[Directions]
Make a tally of the lines in the records that include the string "figure", and give only that number.

[Exercise inputs]
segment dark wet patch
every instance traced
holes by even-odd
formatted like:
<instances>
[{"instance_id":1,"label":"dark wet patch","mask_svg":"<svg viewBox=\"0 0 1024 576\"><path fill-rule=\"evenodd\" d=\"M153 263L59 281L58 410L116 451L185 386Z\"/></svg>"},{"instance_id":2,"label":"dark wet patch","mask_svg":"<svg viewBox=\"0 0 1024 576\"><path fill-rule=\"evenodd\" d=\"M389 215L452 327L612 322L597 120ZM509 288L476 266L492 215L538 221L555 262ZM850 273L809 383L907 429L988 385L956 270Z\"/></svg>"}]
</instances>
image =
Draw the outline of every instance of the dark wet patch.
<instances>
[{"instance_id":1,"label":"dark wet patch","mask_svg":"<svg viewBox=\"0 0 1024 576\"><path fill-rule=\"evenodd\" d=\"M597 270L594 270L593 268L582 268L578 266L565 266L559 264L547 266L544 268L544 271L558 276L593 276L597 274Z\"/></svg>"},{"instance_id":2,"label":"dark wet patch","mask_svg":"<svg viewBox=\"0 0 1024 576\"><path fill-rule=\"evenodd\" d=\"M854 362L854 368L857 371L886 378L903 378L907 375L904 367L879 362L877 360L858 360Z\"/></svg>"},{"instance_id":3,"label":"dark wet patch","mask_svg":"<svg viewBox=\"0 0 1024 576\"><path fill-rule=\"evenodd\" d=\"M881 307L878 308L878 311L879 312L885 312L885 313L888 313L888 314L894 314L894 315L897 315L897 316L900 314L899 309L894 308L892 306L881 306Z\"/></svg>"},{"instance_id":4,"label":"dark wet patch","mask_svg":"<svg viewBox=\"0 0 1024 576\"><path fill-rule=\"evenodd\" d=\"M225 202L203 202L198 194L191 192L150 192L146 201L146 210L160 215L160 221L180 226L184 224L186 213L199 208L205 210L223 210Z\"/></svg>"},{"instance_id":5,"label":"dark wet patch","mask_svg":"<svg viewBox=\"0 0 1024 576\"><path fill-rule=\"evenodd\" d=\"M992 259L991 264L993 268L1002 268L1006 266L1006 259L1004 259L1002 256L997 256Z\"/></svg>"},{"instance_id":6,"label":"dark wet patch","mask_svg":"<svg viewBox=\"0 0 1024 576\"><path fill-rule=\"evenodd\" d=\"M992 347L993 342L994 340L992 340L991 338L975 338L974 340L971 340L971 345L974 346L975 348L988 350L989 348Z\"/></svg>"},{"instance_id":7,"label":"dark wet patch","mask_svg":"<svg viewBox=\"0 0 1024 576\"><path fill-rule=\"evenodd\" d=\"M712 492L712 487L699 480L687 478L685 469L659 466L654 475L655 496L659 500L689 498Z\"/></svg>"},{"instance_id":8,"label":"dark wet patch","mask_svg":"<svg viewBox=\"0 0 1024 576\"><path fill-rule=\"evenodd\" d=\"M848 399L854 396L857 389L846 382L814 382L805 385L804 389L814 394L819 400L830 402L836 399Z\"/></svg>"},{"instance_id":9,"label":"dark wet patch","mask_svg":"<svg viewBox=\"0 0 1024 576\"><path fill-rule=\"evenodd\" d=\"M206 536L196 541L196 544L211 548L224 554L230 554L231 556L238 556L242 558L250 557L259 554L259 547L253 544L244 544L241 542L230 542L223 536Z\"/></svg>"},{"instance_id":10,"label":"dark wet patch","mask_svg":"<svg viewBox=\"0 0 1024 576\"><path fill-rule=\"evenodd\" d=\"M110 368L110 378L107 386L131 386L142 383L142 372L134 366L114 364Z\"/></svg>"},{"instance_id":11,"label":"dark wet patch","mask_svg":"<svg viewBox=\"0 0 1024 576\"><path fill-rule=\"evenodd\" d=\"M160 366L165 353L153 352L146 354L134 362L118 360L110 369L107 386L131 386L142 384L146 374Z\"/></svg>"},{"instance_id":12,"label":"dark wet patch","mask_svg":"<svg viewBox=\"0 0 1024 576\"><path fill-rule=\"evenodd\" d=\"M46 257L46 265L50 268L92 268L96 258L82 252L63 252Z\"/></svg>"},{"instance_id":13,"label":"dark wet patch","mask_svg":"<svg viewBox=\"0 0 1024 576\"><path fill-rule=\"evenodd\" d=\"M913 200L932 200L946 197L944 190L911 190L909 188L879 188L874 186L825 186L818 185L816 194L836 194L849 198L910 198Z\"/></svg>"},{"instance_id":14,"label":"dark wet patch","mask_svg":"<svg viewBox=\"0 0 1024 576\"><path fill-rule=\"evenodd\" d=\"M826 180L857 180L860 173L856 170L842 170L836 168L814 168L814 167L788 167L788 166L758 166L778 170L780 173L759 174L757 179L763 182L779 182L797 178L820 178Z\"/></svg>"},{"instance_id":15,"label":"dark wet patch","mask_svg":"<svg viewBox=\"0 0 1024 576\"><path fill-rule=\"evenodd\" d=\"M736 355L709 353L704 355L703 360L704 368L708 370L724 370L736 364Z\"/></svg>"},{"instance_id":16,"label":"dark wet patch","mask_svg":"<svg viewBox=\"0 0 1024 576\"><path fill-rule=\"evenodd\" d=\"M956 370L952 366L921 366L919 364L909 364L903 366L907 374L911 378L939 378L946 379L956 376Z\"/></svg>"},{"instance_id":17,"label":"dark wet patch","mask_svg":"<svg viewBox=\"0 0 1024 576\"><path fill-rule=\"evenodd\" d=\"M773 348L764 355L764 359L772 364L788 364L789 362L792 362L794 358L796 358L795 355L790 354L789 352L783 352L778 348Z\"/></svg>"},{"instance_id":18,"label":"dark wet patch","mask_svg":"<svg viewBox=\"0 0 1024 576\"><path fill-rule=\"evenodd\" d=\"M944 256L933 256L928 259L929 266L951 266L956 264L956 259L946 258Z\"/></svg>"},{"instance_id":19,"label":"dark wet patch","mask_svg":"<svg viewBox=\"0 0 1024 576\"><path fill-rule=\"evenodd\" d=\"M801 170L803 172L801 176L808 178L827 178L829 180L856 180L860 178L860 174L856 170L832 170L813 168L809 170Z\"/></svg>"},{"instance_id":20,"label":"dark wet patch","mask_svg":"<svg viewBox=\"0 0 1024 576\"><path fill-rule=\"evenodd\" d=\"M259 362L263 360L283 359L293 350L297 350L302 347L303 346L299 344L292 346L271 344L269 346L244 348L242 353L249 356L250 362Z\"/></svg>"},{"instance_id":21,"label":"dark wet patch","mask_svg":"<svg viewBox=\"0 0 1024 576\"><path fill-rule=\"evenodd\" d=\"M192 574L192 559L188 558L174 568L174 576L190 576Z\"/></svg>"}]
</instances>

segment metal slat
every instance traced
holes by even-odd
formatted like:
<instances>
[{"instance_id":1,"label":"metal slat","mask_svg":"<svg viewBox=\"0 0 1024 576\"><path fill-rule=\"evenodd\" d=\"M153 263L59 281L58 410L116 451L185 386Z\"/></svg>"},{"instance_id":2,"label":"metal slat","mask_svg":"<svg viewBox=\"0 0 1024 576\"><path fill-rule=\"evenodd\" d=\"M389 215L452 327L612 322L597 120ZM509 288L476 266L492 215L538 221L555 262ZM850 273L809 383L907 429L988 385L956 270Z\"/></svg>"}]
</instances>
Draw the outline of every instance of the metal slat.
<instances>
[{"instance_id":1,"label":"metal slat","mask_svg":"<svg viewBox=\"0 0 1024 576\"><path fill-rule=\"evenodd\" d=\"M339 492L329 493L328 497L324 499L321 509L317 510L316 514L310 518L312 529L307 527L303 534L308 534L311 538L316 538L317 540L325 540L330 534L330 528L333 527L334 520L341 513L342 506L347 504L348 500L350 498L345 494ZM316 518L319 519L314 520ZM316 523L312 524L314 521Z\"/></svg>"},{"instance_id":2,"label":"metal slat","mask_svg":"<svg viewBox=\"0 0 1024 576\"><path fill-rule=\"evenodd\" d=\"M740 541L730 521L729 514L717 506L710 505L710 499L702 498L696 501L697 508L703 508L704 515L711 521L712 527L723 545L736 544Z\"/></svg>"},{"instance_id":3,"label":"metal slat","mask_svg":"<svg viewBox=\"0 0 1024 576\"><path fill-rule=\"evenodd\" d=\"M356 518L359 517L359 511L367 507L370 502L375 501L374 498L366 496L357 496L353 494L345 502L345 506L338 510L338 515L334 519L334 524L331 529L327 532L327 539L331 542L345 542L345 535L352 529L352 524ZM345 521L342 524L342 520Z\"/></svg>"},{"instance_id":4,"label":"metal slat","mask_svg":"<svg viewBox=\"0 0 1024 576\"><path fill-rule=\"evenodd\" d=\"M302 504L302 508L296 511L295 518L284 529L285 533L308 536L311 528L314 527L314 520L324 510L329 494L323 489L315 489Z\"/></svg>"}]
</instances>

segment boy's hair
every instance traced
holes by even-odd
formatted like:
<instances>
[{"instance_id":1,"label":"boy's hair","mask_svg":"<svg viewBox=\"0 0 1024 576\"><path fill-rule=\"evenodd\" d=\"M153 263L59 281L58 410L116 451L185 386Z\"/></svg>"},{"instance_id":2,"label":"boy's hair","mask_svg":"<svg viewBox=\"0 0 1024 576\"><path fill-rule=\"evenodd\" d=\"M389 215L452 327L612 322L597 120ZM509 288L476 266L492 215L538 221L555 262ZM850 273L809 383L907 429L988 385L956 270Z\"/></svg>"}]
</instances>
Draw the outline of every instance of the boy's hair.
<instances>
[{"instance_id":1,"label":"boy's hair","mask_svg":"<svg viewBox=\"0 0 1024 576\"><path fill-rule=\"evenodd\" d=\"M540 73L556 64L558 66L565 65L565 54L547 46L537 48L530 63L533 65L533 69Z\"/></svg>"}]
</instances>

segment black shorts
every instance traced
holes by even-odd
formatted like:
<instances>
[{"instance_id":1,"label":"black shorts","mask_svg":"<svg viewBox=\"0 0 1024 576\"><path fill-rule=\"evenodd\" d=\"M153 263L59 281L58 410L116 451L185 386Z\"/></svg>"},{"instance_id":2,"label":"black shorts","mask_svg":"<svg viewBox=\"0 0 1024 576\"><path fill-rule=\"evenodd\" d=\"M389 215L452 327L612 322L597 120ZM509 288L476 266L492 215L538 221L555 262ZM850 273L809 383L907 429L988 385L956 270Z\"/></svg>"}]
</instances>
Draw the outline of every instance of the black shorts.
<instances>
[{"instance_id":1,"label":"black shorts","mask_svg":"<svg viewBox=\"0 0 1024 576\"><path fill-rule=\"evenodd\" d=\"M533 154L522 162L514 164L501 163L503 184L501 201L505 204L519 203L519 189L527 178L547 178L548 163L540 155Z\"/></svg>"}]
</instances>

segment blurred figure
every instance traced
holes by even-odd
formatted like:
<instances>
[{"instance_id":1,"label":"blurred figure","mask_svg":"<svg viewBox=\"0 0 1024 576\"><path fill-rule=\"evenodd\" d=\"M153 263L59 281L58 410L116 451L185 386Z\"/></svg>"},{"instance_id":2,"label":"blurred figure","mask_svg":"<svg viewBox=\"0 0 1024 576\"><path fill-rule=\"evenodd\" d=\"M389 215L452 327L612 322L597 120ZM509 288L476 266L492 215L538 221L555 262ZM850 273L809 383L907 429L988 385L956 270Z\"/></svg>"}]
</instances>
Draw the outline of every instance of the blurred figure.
* * *
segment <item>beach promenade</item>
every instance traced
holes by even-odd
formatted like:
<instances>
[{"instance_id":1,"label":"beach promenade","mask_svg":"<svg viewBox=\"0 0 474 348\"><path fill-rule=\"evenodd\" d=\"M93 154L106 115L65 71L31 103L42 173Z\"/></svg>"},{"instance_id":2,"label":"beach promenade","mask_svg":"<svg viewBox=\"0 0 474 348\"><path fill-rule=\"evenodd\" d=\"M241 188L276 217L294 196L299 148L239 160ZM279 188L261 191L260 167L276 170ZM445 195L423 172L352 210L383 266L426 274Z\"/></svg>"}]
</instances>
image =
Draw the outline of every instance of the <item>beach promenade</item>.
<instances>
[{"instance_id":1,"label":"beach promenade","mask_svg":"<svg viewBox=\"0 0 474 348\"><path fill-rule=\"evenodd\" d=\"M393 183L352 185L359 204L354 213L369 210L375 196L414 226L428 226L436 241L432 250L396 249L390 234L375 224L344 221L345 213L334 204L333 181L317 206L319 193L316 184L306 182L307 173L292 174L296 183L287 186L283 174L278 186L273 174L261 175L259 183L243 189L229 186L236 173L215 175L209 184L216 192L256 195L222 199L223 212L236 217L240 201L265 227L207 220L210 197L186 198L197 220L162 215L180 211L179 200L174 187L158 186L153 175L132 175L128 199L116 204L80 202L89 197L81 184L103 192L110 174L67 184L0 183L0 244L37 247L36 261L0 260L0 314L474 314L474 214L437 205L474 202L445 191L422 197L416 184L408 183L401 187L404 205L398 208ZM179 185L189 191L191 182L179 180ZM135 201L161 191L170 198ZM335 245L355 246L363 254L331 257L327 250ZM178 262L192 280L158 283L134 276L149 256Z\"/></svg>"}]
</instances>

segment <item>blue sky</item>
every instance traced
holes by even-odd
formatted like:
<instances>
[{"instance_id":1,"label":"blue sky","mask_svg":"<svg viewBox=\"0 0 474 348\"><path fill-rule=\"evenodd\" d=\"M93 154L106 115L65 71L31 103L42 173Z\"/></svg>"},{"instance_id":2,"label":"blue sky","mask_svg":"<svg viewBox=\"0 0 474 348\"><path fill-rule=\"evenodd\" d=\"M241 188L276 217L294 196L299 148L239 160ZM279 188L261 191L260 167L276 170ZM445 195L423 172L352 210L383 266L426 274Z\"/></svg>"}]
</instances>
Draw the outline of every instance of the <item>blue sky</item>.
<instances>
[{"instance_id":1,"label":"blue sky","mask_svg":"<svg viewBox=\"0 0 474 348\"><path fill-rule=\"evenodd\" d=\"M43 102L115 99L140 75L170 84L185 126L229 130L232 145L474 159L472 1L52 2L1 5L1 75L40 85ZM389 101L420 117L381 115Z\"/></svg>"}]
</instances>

[Result of the exercise]
3